Start of Block

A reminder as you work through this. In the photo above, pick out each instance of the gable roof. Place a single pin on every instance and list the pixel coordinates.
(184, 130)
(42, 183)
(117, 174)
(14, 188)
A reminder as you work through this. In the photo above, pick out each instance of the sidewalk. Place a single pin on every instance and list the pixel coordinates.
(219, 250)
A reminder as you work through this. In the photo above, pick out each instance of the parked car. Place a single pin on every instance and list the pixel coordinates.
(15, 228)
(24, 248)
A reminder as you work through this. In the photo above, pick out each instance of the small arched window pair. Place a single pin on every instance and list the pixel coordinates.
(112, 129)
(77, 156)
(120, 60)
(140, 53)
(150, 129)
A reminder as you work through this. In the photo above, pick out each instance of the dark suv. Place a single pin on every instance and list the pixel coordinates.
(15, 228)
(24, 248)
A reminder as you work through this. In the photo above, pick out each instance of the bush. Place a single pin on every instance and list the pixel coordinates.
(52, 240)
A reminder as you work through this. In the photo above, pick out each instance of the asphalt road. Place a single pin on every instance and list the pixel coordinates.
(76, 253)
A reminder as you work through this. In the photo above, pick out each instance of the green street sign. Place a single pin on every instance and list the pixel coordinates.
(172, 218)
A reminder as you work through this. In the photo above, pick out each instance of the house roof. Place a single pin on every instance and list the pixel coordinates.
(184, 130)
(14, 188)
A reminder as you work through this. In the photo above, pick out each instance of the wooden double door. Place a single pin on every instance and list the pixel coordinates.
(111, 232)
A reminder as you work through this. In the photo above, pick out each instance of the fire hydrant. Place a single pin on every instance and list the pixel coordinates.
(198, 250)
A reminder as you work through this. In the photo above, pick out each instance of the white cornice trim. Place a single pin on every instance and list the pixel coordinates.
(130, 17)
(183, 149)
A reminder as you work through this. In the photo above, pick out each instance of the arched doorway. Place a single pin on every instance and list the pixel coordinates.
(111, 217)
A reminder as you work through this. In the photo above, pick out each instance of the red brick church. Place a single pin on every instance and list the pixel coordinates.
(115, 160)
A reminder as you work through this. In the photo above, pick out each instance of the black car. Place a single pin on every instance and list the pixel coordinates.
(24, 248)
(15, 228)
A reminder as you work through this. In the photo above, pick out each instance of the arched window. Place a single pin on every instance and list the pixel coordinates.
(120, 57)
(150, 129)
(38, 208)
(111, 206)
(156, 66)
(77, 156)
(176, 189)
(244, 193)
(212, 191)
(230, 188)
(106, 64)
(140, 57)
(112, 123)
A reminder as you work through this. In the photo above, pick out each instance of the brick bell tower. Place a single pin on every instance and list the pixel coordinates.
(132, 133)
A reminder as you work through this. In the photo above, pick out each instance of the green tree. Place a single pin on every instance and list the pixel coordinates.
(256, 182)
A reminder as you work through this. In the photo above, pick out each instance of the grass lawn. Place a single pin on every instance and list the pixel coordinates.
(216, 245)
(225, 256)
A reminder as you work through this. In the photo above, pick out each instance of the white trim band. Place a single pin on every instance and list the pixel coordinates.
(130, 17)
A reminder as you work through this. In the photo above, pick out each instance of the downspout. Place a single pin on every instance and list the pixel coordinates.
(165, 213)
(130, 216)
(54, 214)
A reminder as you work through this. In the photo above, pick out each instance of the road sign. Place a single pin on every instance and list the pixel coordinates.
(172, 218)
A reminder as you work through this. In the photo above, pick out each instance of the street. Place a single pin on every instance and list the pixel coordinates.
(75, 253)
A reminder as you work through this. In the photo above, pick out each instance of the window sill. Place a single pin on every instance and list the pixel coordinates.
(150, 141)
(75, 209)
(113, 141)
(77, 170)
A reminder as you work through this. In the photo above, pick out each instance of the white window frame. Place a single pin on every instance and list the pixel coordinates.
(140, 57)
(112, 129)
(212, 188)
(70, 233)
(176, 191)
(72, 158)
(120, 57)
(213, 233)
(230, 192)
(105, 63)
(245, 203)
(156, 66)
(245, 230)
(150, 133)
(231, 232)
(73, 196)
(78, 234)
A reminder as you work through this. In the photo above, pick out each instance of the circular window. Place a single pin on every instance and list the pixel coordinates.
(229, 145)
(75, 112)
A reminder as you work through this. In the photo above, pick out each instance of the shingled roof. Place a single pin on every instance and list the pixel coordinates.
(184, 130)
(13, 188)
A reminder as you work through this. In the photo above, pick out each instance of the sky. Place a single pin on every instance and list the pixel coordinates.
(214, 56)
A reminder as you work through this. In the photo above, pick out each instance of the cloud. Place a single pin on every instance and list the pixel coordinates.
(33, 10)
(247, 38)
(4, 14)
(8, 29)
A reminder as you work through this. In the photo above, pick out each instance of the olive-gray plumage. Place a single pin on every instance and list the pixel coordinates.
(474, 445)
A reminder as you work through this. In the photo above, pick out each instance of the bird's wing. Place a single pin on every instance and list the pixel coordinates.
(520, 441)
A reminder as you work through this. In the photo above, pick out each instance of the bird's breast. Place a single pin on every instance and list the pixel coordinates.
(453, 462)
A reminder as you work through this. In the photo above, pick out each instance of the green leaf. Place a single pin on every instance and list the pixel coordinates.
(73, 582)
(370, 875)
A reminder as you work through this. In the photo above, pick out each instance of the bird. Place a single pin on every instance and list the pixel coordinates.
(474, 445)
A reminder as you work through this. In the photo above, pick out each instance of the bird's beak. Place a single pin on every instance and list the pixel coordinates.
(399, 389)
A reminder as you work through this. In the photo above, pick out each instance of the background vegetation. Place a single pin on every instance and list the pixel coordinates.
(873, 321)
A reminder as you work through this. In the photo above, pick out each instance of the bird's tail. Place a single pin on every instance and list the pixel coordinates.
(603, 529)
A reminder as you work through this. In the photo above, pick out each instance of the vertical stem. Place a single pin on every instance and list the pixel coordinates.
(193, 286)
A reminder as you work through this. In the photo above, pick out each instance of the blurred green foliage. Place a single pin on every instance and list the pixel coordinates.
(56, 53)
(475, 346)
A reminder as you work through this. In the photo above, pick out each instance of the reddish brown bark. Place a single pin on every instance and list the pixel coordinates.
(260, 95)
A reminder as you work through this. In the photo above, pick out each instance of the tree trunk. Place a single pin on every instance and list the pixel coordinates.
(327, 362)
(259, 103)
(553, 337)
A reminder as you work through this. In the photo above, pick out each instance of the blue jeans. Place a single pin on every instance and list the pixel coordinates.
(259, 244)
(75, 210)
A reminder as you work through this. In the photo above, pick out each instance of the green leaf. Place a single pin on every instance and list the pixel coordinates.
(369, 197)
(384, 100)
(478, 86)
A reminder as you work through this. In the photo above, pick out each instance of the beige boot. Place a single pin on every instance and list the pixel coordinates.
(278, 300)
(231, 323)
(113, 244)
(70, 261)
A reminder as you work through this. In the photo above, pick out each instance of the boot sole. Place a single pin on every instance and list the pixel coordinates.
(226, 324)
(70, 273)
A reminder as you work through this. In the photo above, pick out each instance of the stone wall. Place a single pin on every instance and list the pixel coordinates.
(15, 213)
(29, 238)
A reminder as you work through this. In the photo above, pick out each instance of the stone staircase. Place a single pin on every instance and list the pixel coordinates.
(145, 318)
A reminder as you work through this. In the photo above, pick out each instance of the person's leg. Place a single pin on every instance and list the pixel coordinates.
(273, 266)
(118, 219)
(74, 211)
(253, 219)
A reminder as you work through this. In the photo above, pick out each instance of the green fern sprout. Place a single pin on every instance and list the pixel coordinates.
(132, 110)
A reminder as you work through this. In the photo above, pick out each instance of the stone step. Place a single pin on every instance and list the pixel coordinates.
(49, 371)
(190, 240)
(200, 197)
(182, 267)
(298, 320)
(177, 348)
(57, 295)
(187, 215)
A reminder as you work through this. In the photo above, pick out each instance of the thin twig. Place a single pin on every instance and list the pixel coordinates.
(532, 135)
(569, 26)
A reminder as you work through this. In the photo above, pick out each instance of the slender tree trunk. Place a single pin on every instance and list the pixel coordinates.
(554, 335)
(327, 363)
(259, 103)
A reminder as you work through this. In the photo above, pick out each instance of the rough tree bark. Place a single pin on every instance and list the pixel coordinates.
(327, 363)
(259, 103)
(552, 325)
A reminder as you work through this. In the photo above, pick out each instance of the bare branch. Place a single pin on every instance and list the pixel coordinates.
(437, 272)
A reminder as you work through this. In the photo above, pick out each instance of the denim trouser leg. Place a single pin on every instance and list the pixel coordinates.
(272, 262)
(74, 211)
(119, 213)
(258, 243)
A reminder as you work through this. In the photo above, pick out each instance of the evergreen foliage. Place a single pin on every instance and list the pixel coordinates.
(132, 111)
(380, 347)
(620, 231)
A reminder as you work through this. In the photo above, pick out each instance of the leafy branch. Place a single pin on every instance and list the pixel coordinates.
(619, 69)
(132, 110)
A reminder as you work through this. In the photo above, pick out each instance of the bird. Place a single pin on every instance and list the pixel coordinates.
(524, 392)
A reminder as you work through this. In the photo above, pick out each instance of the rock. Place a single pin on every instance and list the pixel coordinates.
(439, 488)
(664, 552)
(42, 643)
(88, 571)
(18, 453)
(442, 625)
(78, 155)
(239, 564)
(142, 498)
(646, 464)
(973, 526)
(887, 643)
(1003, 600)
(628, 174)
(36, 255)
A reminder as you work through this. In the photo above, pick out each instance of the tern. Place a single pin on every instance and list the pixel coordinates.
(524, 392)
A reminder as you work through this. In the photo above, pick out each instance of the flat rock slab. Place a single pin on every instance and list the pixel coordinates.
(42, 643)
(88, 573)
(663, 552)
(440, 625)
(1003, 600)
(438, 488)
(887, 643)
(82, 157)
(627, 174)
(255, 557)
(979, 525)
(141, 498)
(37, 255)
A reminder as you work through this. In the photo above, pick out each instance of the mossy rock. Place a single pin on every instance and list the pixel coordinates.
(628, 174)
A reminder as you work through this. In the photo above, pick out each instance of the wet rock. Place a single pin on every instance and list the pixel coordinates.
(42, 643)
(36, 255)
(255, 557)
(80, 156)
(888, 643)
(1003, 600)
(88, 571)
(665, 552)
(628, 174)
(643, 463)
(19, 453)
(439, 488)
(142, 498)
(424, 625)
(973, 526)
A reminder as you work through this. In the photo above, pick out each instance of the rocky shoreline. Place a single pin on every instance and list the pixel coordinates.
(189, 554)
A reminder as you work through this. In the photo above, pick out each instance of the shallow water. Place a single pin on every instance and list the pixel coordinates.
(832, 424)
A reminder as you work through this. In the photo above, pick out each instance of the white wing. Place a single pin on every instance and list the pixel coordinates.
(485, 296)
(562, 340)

End of Block

**PROBLEM DESCRIPTION:**
Begin with the line that contains "the white wing." and quote each line after it exactly, stopping after the last line of the data.

**OUTPUT BELOW:**
A reminder as you work through this. In the photo above, pick out each instance of the white wing. Place a single pin on every instance and list the pixel coordinates.
(485, 296)
(562, 340)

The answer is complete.